Excerpts of pointing data ▸
## start

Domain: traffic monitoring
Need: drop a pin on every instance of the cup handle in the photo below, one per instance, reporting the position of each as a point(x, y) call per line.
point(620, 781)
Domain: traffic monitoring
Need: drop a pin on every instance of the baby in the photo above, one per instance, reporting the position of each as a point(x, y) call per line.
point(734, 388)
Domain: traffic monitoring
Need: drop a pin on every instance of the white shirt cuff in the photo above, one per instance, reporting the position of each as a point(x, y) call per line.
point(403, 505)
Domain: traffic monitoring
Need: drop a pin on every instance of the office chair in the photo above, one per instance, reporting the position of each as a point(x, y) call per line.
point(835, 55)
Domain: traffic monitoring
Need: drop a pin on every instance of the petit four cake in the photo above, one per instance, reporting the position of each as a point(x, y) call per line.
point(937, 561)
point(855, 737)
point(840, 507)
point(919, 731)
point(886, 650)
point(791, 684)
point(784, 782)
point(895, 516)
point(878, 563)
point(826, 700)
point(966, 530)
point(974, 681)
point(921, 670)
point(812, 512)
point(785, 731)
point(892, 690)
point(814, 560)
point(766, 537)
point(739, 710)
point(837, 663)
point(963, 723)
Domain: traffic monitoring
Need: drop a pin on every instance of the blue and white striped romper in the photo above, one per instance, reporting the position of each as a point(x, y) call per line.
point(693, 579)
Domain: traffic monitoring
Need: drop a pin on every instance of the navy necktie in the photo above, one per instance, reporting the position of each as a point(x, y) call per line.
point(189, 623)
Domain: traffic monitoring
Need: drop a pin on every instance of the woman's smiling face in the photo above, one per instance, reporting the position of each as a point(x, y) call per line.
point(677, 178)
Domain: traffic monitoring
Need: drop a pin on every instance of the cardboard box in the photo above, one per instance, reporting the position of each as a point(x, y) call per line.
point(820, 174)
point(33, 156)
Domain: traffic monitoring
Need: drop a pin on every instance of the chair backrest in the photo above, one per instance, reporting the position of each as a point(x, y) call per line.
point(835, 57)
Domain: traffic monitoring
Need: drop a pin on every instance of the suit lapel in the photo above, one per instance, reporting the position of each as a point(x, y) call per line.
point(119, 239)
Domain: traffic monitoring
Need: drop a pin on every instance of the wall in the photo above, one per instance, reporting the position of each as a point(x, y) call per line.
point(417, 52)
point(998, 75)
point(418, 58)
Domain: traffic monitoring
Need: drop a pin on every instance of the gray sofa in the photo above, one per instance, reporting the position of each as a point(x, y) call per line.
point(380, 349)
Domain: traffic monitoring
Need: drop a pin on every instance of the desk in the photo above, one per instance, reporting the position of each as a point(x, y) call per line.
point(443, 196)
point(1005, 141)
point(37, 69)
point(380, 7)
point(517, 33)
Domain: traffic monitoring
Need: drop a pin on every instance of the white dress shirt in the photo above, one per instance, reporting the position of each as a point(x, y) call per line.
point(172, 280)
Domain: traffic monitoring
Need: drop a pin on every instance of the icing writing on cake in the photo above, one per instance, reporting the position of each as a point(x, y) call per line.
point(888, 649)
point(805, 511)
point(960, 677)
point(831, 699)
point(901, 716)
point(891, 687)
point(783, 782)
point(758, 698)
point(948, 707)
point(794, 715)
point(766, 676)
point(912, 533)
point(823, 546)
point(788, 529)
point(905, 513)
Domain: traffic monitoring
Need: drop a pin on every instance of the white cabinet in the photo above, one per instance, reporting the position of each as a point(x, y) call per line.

## end

Task details ▸ Please set down all the data word for word.

Result of the exercise ▸
Domain: traffic monitoring
Need: drop a pin on every instance of the cup handle in the photo below, one per instance, reporting the position of each as a point(x, y) call per line.
point(620, 781)
Domain: traffic monitoring
Need: drop a pin on every instance of the baby in the photo above, one per instance, reporting the position of each as a point(x, y) call per line.
point(734, 388)
Domain: traffic monitoring
Need: drop a pin on every instance of the white shirt cuff in the photo above, one per instance, reporting the position of each as a point(x, y) call per line.
point(403, 505)
Domain: traffic monitoring
Need: drop a pin on every instance of the office chair in the photo above, one per instance, reporting the position of each as a point(x, y) call per line.
point(835, 55)
Domain: traffic monitoring
Need: drop a pin on every instance of the petit four cake in the photo above, one per instance, reporting the position of each as a point(x, y) call per line.
point(937, 561)
point(855, 737)
point(840, 507)
point(919, 731)
point(886, 650)
point(791, 684)
point(784, 782)
point(895, 516)
point(878, 563)
point(826, 700)
point(966, 530)
point(974, 681)
point(921, 670)
point(812, 512)
point(785, 731)
point(892, 690)
point(814, 560)
point(766, 537)
point(739, 710)
point(837, 663)
point(963, 723)
Domain: traffic monitoring
Need: drop a pin on every instance of the blue and white striped romper in the photo above, one per instance, reporting the position of each as a point(x, y) call per line.
point(693, 579)
Domain: traffic monitoring
Need: drop a pin on every instance of the navy necktie in the photo above, one per instance, reporting the position of each as a point(x, y) call per line.
point(189, 623)
Domain: traffic monitoring
Need: drop a pin on every instance of the woman's smiling face in the photo above, one per instance, reporting the position of each as a point(x, y) call per line.
point(677, 178)
Domain: traffic monitoring
Need: drop a pin on every instance of the cardboard box in the photo above, one per instance, reporting the position of each as a point(x, y) call per line.
point(820, 174)
point(33, 156)
Domain: traffic monitoring
Need: drop a pin on every instance of the chair backrest in the photo above, one per instance, reporting the position of each as a point(x, y) call per line.
point(835, 57)
Domain: traffic monitoring
Need: drop a pin on every instance of the suit lapel in the photo above, one per instance, reporting the position of each as a point(x, y) call per line.
point(119, 239)
Domain: traffic monitoring
Need: drop a pin on every instance of the wall in the photo above, one per instance, reporting the position of each as a point(x, y) call per line.
point(417, 52)
point(998, 75)
point(418, 58)
Domain: traffic monitoring
Need: drop a pin on every instance of the gray sofa in the photo above, one per instance, reporting the position of each as a point(x, y) call per line.
point(380, 349)
Domain: traffic monitoring
Need: drop a pin on every instance of the desk in the photo above, one per instance, reporting the position of each as a point(x, y) call per line.
point(443, 196)
point(1005, 141)
point(37, 69)
point(380, 7)
point(517, 33)
Domain: traffic monitoring
Need: drop a pin on every instance of the white dress shirt in the photo above, one per instance, reporting the position of each as a point(x, y) call per line.
point(172, 280)
Domain: traffic monitoring
Need: drop a pin on every instance of the icing writing on cake in the photo above, one per instance, reporting the position of each as a point(x, y) call per line.
point(888, 649)
point(805, 511)
point(960, 677)
point(831, 699)
point(901, 716)
point(891, 687)
point(783, 782)
point(758, 698)
point(948, 707)
point(794, 715)
point(766, 676)
point(912, 533)
point(823, 546)
point(788, 529)
point(905, 513)
Domain: traffic monitoring
Need: drop a pin on every instance of the white cabinet in the photo above, one per instance, reporting the position of each as a point(x, y) call per line.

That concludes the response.